SHORT EXERCISE
Reproduce the lines of the listing below word for word, beginning at the line that contains "Practice task. Find the egg carton compartment" and continuing through the end of the listing. Leave out the pictures.

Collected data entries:

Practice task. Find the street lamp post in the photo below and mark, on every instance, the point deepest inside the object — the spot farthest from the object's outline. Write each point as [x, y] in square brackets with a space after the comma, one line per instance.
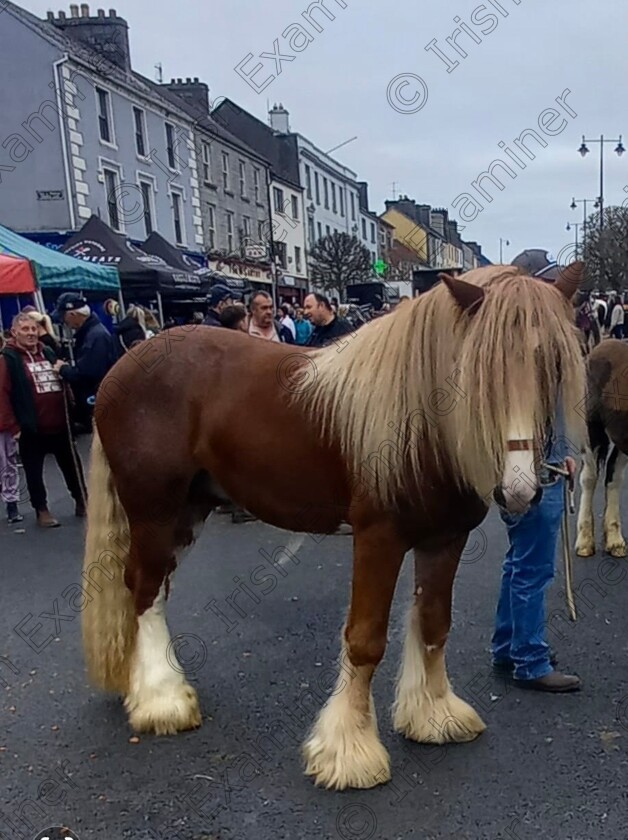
[584, 151]
[577, 226]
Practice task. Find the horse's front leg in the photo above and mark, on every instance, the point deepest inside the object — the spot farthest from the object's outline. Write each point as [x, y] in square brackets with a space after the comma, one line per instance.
[585, 541]
[613, 538]
[343, 749]
[426, 709]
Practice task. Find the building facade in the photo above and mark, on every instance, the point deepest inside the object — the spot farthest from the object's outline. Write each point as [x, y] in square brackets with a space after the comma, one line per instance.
[284, 238]
[89, 135]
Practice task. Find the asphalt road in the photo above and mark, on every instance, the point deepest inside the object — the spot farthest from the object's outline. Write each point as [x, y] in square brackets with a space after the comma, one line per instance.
[547, 767]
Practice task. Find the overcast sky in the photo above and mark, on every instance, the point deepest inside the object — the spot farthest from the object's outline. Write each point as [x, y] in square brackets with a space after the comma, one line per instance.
[336, 88]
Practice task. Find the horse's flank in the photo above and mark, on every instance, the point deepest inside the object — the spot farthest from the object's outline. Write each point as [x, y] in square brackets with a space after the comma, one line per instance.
[430, 372]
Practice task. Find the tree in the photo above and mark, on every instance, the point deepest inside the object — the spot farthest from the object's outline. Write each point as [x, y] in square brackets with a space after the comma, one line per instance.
[338, 260]
[606, 250]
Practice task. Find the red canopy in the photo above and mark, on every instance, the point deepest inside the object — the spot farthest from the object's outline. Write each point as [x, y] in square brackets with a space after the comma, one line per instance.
[16, 276]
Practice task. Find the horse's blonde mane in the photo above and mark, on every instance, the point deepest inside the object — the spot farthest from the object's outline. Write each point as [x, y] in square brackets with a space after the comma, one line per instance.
[430, 381]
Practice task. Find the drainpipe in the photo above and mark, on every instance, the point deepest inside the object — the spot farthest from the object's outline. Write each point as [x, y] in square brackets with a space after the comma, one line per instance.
[64, 140]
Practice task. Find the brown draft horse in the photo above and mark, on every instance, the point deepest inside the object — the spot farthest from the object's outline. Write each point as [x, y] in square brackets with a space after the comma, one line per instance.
[404, 430]
[607, 445]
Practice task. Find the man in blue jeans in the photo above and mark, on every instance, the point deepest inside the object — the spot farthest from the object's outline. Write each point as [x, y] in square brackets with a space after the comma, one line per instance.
[518, 645]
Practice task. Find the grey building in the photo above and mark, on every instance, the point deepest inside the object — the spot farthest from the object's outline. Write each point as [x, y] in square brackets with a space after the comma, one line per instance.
[83, 133]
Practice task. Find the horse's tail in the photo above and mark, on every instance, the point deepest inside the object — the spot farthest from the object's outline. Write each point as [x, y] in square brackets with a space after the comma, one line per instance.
[109, 619]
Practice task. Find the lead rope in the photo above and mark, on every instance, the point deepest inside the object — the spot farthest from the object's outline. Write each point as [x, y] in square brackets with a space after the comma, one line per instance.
[75, 455]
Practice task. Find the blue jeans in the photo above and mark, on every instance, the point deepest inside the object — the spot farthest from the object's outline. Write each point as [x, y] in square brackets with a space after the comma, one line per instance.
[528, 570]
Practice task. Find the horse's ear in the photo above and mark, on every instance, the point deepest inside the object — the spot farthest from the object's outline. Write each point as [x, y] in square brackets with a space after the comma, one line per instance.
[467, 296]
[570, 279]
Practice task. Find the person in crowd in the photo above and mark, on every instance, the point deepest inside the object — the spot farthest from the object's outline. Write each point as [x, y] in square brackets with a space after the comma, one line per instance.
[45, 332]
[327, 326]
[235, 318]
[94, 352]
[286, 321]
[262, 324]
[131, 330]
[33, 412]
[616, 326]
[9, 473]
[302, 327]
[519, 648]
[219, 297]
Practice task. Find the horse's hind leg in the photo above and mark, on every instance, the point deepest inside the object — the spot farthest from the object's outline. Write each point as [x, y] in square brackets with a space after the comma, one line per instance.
[613, 538]
[344, 750]
[585, 541]
[159, 698]
[426, 709]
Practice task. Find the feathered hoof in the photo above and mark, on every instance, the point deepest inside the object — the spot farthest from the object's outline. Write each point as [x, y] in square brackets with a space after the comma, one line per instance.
[438, 721]
[174, 710]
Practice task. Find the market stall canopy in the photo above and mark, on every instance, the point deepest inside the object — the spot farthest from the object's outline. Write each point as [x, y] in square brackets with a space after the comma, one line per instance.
[54, 270]
[141, 274]
[16, 276]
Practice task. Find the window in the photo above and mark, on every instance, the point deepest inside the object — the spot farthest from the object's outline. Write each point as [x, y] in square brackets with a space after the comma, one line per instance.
[112, 189]
[242, 179]
[177, 218]
[147, 198]
[229, 216]
[140, 131]
[172, 162]
[278, 199]
[211, 227]
[280, 251]
[207, 162]
[104, 115]
[225, 171]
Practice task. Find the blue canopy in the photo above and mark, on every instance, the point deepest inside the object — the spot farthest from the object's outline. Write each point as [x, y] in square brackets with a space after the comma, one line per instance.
[54, 270]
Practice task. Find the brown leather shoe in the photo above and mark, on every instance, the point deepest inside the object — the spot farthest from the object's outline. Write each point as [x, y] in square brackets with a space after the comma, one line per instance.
[554, 682]
[46, 520]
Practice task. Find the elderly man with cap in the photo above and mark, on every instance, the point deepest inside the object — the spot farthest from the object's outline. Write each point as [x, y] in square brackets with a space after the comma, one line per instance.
[519, 647]
[219, 298]
[94, 352]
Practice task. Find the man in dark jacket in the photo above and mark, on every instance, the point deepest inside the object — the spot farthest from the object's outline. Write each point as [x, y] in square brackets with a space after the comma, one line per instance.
[94, 352]
[327, 326]
[219, 298]
[32, 410]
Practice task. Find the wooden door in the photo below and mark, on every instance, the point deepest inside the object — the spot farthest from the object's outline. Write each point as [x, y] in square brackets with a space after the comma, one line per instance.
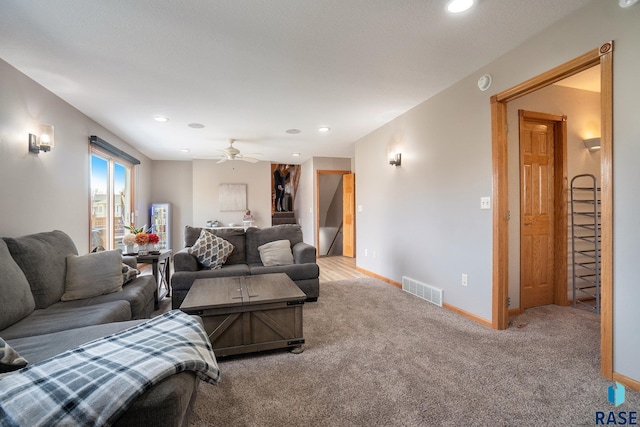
[348, 215]
[537, 278]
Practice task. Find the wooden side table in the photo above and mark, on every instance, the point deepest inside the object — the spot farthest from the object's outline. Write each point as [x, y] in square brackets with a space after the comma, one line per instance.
[161, 267]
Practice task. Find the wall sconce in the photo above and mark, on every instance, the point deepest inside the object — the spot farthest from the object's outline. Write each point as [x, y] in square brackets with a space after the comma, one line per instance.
[592, 144]
[43, 141]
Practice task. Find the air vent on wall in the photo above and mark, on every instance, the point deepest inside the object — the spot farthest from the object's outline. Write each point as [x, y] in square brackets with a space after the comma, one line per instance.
[424, 291]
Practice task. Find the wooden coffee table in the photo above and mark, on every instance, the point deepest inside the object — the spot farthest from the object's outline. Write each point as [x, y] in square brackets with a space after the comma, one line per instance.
[249, 313]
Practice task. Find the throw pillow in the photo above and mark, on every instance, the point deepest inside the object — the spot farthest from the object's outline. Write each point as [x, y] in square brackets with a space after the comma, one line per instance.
[210, 250]
[128, 273]
[93, 274]
[276, 253]
[16, 299]
[10, 360]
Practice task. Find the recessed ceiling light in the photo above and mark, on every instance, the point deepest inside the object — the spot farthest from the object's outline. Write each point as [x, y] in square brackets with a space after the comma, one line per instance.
[458, 6]
[627, 3]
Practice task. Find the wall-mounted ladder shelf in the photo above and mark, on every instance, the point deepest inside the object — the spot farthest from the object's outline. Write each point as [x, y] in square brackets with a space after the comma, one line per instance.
[585, 241]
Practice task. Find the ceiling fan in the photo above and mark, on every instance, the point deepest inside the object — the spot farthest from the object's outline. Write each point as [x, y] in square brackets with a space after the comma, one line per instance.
[232, 153]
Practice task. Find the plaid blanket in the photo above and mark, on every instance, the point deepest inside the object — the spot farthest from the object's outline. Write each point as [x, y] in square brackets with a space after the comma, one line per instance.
[94, 384]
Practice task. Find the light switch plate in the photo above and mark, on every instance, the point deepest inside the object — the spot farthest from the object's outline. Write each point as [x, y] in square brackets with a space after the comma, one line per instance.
[485, 202]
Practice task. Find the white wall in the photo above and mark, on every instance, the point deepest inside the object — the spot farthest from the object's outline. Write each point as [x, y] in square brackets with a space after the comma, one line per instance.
[47, 191]
[207, 177]
[423, 219]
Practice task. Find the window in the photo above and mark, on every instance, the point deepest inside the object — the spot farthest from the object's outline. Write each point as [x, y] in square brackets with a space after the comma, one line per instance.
[112, 204]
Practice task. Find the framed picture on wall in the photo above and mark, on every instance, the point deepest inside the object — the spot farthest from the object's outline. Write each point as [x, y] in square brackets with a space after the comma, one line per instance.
[233, 197]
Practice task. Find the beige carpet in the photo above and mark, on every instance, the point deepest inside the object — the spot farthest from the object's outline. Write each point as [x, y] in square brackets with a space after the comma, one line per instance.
[378, 356]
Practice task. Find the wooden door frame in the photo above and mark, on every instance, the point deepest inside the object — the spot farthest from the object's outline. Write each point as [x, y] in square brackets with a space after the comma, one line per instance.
[317, 190]
[560, 222]
[500, 286]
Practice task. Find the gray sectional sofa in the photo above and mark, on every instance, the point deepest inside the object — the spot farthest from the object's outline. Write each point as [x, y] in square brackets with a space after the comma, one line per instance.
[245, 259]
[38, 325]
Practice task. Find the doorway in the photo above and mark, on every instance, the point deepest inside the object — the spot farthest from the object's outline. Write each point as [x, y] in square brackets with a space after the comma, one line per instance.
[335, 199]
[543, 261]
[499, 129]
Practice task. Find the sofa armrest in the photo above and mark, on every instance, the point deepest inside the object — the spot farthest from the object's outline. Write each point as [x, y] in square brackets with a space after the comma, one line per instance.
[303, 253]
[184, 261]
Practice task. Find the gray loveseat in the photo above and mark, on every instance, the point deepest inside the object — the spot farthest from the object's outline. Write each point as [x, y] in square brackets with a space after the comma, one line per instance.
[245, 259]
[35, 323]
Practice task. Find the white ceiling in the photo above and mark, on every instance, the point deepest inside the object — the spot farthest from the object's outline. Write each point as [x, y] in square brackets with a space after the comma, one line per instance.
[251, 69]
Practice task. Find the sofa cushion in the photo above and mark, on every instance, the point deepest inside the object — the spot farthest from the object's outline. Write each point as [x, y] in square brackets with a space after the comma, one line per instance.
[63, 316]
[235, 236]
[128, 273]
[276, 253]
[16, 300]
[42, 258]
[212, 251]
[259, 236]
[140, 293]
[10, 360]
[93, 274]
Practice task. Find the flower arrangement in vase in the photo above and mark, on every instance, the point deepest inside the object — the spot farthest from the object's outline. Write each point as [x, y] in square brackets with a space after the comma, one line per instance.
[129, 240]
[142, 239]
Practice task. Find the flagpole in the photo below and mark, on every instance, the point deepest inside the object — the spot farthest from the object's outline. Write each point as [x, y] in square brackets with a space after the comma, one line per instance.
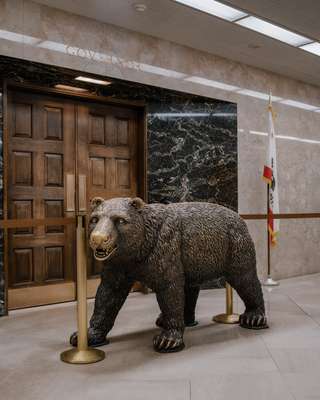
[269, 281]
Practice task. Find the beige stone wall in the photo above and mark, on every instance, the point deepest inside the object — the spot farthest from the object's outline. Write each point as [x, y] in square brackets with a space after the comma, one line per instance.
[38, 33]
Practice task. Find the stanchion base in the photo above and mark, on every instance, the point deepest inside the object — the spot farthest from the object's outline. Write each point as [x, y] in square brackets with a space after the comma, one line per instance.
[270, 282]
[226, 318]
[75, 356]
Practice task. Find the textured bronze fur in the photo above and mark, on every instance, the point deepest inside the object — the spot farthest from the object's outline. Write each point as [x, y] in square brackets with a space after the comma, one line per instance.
[172, 249]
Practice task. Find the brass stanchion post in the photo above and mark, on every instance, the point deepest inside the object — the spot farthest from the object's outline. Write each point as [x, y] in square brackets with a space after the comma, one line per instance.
[229, 317]
[82, 354]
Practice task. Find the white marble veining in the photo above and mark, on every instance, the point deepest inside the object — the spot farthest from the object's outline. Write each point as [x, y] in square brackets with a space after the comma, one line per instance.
[38, 33]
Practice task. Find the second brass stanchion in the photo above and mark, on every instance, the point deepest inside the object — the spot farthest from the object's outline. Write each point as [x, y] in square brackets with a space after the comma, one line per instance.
[229, 317]
[82, 354]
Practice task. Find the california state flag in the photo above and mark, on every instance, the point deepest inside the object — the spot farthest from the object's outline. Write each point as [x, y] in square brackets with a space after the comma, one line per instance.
[270, 175]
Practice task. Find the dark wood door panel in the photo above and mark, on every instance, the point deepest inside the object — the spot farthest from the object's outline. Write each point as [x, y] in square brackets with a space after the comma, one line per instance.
[41, 152]
[61, 154]
[107, 155]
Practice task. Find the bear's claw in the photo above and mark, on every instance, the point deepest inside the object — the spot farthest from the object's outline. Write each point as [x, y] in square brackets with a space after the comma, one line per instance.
[168, 342]
[94, 339]
[253, 320]
[189, 323]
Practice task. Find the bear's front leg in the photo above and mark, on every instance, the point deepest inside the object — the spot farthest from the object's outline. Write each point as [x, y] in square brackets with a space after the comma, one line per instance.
[171, 303]
[111, 294]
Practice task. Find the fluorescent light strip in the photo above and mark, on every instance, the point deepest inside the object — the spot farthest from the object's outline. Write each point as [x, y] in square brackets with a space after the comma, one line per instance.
[92, 80]
[215, 8]
[293, 138]
[299, 104]
[313, 48]
[209, 82]
[274, 31]
[70, 88]
[258, 95]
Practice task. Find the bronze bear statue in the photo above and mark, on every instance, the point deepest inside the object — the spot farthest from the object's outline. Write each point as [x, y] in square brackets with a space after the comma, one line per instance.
[172, 249]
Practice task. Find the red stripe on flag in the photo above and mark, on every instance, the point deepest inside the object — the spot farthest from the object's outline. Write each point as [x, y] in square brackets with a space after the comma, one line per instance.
[267, 173]
[272, 233]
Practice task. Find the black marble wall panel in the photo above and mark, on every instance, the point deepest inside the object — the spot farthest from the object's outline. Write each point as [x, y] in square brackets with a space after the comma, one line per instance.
[2, 281]
[192, 140]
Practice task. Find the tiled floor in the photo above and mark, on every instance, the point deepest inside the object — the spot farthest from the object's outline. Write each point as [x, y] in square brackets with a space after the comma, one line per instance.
[219, 362]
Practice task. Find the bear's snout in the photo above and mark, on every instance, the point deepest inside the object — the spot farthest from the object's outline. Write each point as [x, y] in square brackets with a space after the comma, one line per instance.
[99, 239]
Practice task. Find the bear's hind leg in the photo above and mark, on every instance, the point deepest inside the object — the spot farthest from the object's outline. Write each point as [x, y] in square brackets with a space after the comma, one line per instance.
[249, 289]
[171, 303]
[191, 294]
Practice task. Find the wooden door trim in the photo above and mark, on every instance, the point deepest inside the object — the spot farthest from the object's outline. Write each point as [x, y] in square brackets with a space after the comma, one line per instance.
[80, 96]
[5, 144]
[41, 295]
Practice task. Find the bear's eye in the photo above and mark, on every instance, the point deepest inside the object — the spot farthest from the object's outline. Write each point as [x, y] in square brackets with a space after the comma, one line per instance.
[94, 220]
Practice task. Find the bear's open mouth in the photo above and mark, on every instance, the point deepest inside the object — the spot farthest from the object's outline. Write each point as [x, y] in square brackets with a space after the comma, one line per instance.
[103, 254]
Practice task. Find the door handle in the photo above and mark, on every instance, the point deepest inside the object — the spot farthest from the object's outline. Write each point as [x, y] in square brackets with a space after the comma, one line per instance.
[82, 187]
[71, 191]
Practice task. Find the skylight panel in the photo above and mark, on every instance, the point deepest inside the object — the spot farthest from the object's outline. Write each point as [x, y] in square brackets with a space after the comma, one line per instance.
[274, 31]
[215, 8]
[312, 48]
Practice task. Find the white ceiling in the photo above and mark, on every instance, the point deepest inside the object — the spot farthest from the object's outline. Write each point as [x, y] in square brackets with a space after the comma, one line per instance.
[172, 21]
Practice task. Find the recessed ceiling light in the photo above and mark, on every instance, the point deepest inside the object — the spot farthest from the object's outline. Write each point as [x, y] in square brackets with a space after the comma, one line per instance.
[92, 80]
[70, 88]
[312, 48]
[274, 31]
[140, 7]
[214, 8]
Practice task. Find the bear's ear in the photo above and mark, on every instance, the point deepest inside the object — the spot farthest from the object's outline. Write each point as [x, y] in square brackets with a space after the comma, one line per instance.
[95, 202]
[137, 203]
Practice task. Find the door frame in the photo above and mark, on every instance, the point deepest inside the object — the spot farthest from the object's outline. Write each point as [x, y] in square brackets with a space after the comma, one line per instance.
[140, 106]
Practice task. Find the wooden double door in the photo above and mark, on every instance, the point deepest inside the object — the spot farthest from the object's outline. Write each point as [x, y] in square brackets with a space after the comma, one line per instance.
[60, 154]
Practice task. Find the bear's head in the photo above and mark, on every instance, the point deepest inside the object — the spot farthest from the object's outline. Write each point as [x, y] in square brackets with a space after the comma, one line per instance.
[116, 227]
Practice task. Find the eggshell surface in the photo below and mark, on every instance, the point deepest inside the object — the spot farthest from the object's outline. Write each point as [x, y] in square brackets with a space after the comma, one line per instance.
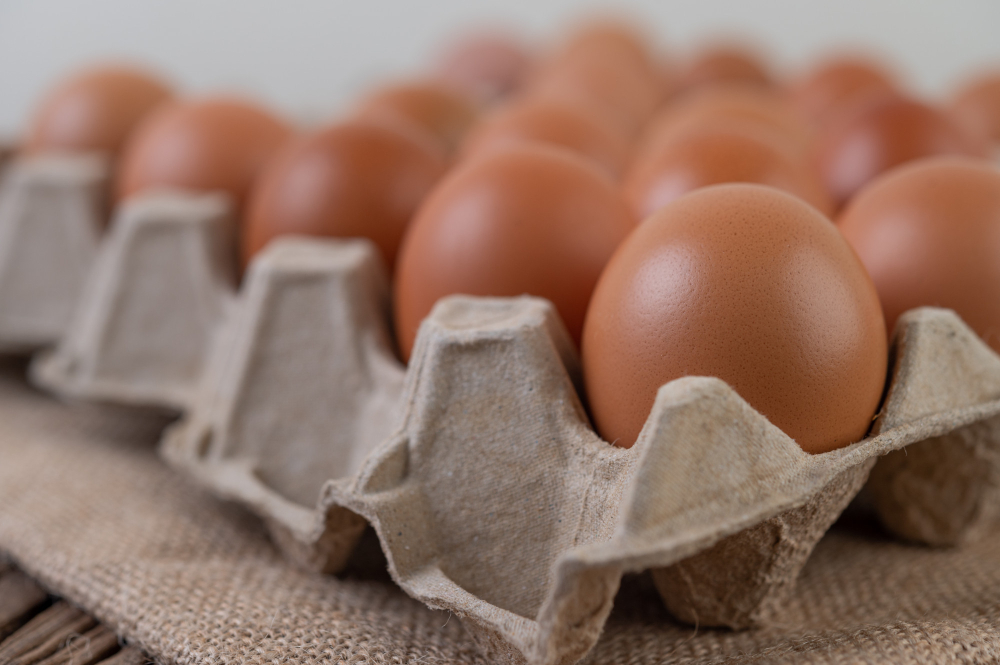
[978, 105]
[887, 133]
[725, 64]
[442, 110]
[748, 284]
[486, 65]
[715, 155]
[555, 122]
[354, 179]
[929, 234]
[528, 219]
[728, 103]
[94, 110]
[837, 84]
[215, 144]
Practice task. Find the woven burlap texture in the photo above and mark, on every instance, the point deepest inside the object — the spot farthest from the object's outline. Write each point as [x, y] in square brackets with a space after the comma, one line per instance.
[87, 508]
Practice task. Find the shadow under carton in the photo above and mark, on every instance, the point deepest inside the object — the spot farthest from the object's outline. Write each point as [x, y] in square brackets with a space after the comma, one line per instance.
[494, 498]
[51, 219]
[159, 288]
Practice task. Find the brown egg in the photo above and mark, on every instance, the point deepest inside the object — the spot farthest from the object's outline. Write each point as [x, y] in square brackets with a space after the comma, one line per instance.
[977, 104]
[750, 285]
[837, 84]
[726, 64]
[727, 152]
[94, 110]
[610, 38]
[440, 109]
[884, 134]
[215, 144]
[487, 66]
[529, 218]
[727, 103]
[929, 234]
[607, 67]
[555, 122]
[354, 179]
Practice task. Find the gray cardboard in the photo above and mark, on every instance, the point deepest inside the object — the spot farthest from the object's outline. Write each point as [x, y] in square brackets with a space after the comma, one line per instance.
[159, 288]
[52, 213]
[493, 497]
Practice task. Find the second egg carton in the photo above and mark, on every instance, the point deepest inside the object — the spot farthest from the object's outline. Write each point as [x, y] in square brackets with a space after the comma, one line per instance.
[52, 214]
[494, 498]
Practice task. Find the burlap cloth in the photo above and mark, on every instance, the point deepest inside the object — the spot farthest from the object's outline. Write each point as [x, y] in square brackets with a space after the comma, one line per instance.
[87, 508]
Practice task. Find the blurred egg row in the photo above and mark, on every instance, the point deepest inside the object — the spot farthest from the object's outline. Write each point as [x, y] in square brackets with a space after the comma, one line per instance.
[706, 217]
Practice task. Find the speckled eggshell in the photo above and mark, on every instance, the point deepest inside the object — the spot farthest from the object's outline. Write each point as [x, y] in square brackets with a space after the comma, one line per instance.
[214, 144]
[526, 219]
[440, 109]
[929, 234]
[748, 284]
[94, 110]
[552, 121]
[719, 154]
[353, 179]
[886, 133]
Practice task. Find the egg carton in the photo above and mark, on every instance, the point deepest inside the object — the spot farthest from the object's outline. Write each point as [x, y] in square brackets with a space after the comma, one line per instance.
[52, 213]
[492, 495]
[164, 276]
[302, 384]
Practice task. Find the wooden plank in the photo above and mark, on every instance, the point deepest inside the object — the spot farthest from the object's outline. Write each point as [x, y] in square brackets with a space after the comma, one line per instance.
[88, 649]
[20, 599]
[45, 634]
[127, 656]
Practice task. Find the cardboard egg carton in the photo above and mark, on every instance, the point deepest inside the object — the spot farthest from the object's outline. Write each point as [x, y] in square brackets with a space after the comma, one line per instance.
[52, 213]
[490, 492]
[163, 279]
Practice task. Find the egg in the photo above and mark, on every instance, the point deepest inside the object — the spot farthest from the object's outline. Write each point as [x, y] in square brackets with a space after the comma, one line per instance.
[837, 84]
[929, 234]
[727, 103]
[719, 154]
[94, 110]
[613, 38]
[726, 64]
[886, 133]
[748, 284]
[529, 218]
[553, 121]
[977, 104]
[214, 144]
[487, 65]
[353, 179]
[607, 67]
[443, 111]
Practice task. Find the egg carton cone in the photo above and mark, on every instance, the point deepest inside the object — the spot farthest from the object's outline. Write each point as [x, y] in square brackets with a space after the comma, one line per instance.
[302, 384]
[494, 498]
[156, 295]
[52, 212]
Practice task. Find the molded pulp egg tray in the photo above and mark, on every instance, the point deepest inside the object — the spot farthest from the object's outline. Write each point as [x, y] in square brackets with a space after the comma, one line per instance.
[52, 210]
[490, 492]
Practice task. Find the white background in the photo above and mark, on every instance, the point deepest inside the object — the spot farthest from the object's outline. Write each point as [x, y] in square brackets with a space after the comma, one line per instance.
[309, 58]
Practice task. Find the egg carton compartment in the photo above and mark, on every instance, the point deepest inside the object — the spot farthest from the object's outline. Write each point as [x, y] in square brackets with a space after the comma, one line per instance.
[494, 498]
[52, 213]
[302, 384]
[163, 278]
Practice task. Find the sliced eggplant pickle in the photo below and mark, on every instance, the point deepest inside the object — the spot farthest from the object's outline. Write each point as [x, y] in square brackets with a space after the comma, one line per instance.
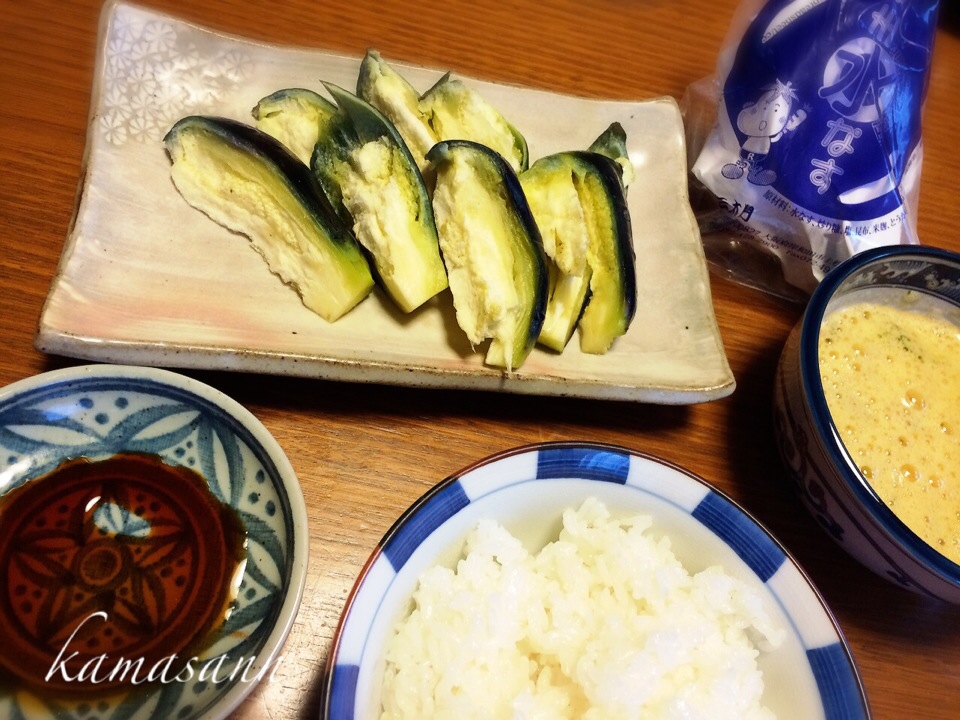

COMPLETED TASK
Practice task. Find the egg carton compartment in the photo above and mark, on every instance, the point deepest inside the object — the spot farthest from the object's outline. Write each point as [x, y] in square brackets with a space after the comma, one line per instance.
[494, 498]
[52, 213]
[302, 384]
[163, 278]
Practice task. Find the sliced eggplant pickle in the photo below and mark, on every instance, the point deepest inside the object — the spot farthest from the object's outline. Write each point as [x, y] in square brackets with a space after the comma, one line per instance.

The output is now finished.